— begin Page text —

The Joys of RCS (with vc.el)

Okay, you've probably heard the spiel about how version control is so cool that you should use it for *everything* on your box, not just for big projects worked on by large groups of people.

Personal Version Control

If you're like me, this "personal version control" concept works out something like this: "Okay, what system should I use? Well, everyone knows that RCS is old-fashioned, and out-of-date. CVS was the next generation, but that's been getting a lot of criticism lately. But then it still is pretty widely used, and there are so many different competitors... Eh, I'll try CVS. I'm not likely to need any really fancy features. And maybe I should learn something about administering CVS, anyway".

So you hassle with CVS: you get it installed, you figure out the arcane art of creating a central repository (the obvious docs do not at all make it clear what the different parameters actually do, so you have to mess with it a few times), then you get to noodle around your strategy about exactly which locations you're going to put under CVS ("everything" is pretty clearly an absurdly anal-retentive answer... if you've got a few gigs of MP3s that you just listen to, putting them under version control would be pretty useless), maybe you then look into different front ends to CVS to avoid doing a lot of manual check-in and check-out commands, then you're ready to settle down to work, feeling virtuous and studly because any project you work on is now "under control" --

Then you decide you want to re-name some files. Maybe you want to re-structure a project, moving whole directories around. How do you do that with CVS? Answer: you're supposed to edit the repository directly.

But the real answer though -- if you're someone like me -- is to throw-away your existing repository, re-organize things, then just create a new repository. You lose your pain-stakingly created file histories, but how much hassle is it worth to preserve them? After all, you've got other things to do, this CVS management thing is just a sideline for you...

Conclusion: CVS really does suck. And it doesn't just suck for big projects (where the branching and tagging features are known to be pretty clunky), it sucks for small projects too.

Version Control Front-ends (warning: emacs evangelism in disguise)

A brief digression that isn't really. When I mentioned "version control front-ends", what was I talking about? I was talking about an "IDE" of course. In particular, I was talking about the world's first IDE, the world's most flexible IDE, which works with the widest assortment of languages: emacs. (And for me, this means "Gnu emacs", but should you be a fan of xemacs, you will get no disrespect from me.)

— end Page text —
— begin Recorded data —

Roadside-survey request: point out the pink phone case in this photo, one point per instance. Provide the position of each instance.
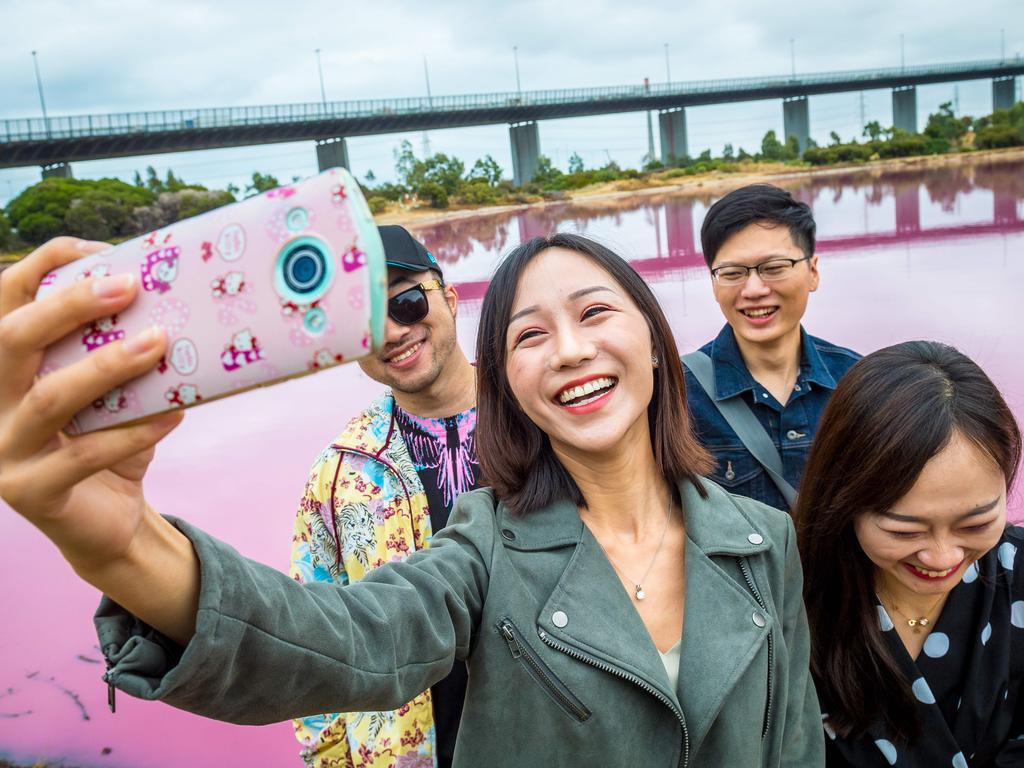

— end Recorded data —

## [Work instructions]
[a] Output the version control page above from "The Joys of" up to and including "groups of people.".
[b] Decide whether each statement below agrees with the version control page, answering yes or no and quoting the words from the page that settle it.
(i) The writer settles on trying CVS.
(ii) The writer considers a few gigs of MP3s that are only listened to worth putting under version control.
(iii) The writer holds that CVS is bad only for big projects.
[c] According to the version control page, how are you supposed to rename files or restructure a project under CVS?

## [Response list]
[a]
The Joys of RCS (with vc.el)

Okay, you've probably heard the spiel about how version control is so cool that you should use it for *everything* on your box, not just for big projects worked on by large groups of people.

[b]
(i) Yes: "Eh, I'll try CVS."
(ii) No: "putting them under version control would be pretty useless"
(iii) No: "it sucks for small projects too."

[c] You're supposed to edit the repository directly.